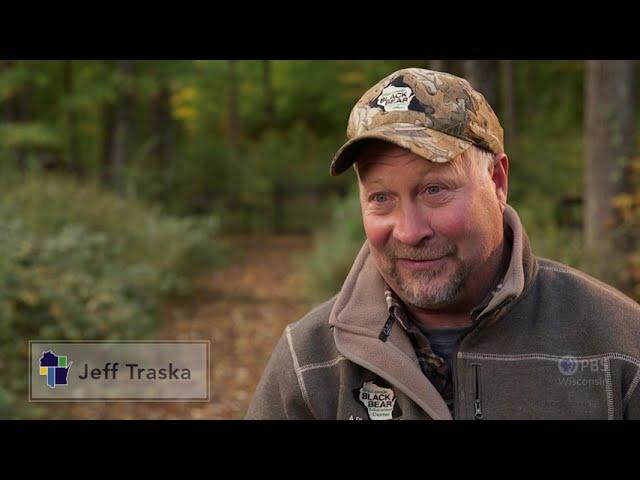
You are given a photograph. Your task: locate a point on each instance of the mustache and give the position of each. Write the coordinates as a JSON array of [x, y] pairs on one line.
[[421, 253]]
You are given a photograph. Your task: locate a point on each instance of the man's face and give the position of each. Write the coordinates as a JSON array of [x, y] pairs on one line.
[[434, 230]]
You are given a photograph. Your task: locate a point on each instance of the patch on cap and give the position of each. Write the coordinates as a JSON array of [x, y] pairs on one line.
[[395, 99]]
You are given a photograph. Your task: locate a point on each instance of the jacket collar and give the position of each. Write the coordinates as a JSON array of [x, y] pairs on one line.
[[360, 313]]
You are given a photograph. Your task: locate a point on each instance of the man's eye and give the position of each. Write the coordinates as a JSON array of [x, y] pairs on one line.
[[380, 197]]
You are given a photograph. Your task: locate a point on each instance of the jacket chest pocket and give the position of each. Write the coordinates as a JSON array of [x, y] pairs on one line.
[[533, 387]]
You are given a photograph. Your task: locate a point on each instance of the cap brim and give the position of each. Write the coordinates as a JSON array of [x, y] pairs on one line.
[[430, 144]]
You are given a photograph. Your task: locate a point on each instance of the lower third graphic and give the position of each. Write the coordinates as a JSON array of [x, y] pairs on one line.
[[55, 368]]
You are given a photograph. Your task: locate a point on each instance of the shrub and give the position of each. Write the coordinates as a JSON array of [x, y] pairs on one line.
[[78, 262]]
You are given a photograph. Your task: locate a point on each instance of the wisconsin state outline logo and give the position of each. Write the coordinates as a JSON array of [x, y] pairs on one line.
[[55, 368]]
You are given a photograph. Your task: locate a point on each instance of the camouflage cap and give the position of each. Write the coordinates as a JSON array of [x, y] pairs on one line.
[[435, 115]]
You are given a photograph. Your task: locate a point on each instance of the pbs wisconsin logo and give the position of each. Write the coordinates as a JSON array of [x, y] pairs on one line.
[[568, 365]]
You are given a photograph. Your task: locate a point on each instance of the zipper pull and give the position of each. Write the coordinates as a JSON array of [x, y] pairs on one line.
[[477, 409], [477, 406]]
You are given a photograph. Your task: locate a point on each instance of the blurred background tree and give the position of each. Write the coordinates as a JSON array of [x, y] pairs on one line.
[[121, 177]]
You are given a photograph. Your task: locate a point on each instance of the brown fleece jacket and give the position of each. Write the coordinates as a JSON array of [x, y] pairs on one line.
[[554, 343]]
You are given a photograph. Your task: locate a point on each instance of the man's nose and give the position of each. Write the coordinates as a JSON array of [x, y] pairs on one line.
[[411, 227]]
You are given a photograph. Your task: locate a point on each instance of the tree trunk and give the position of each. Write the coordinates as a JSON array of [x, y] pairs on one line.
[[17, 110], [73, 157], [482, 74], [508, 97], [610, 126], [108, 130], [234, 117], [269, 103], [161, 125], [124, 122]]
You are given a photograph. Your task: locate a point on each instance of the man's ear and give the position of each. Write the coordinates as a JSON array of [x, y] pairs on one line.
[[500, 178]]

########

EXERCISE OBJECTIVE
Retype the listing above word for word, including every coordinate line, but leave out the picture.

TASK RESPONSE
You are given a photograph. Your task: locate a point on each instance of the mustache and give the position of each. Write the coordinates as a JSON array of [x, y] pairs on one line.
[[421, 253]]
You are given a photograph. Your task: locate a point on each instance of the man's face and give the position of each. Write the coordinates as a JSON array of [x, y] pairs on one line.
[[434, 230]]
You are given a photograph. Your task: locate a point on each instance of the patch on cap and give the position of each. Write the coordinates as a JSON array of [x, y] pairs on one line.
[[395, 99]]
You are given a photograph. Your task: locate a point on each instance of the jacket collar and give the position of each. Write the coordinates as a JSON array of [x, y] pairs on one line.
[[360, 313]]
You are given a photograph. Your task: locate a point on each instance of the man's eye and give the position of each. Write the coordinates as a JSON array of [x, y] pairs on one line.
[[380, 197]]
You are given a photograph. Your task: locate a point on each instance of the jacket chest pocket and give the position of each. Write the coordinates as a JSON array of [x, y] pairs on one line.
[[533, 387]]
You are given a photograph. Your task: locate a point on each instance of the cap brim and give the position of each. Write the coordinates as a JSON array of [x, y] pairs on one line.
[[430, 144]]
You are given a photograph. Your task: locate a point on each instance of the lower third graphic and give the position of each. Write the coordinates as a JSON array of [x, y] pairs on one line.
[[55, 368]]
You are given a photograph. Your task: locate a point on each instance of the shrub and give the position of each. Write the coordinates as a JSON array of [x, y] pairs on one line.
[[78, 262]]
You are given a photograph. Your task: locate a point on each instance of the wisconsin state outline logo and give the position of each. Write the coordinates as a JSON array of [x, y] pairs on one line.
[[55, 368]]
You are given a photograph. Your task: locate a point on each instance of the camouflage cap and give the position of each. Write the coordinates as a JSON array of [x, y] pairs on one line.
[[435, 115]]
You are given a photograph. Your task: locate a point on each instance of the pbs wisconsin logo and give the position of each. Write the coordinates as a JSON array of [x, y] pairs on one line.
[[568, 365]]
You are given a photograph. Your task: locate a point on each instance of the zipper pull and give the position of each. Write the coordinates as a JSON array of [x, y] pairs on one line.
[[477, 409], [477, 406]]
You are given a photograph. Your task: locate a point on each instance of the blurred background tree and give the position of each. Write the coordinates as a JSON array of [x, y] pairs on one line.
[[121, 177]]
You are given a photograph. Your task: locate a point on each instance of the brown fleece jacket and give the position of each. Write the coordinates as a JSON array of [x, y] pairs on one line.
[[554, 343]]
You are given a photograph. Your task: locate a point on each instance of the man's nose and give the position of each. Write the coordinates as a JSON array of [x, y] pairs on one line.
[[411, 227]]
You are given a photograph. Your task: locate a point on each instance of the tree trunk and give the position of each. Write the coordinates as a JSON array of [x, y] pairs on one line.
[[17, 110], [73, 157], [482, 74], [508, 97], [610, 126], [108, 130], [234, 117], [269, 103], [161, 125], [124, 122]]
You are given a photograph. Your task: locate a point on each instance of the man's ear and give the position of each. Write the coordinates as a JSON array of [x, y] pairs on one line.
[[500, 178]]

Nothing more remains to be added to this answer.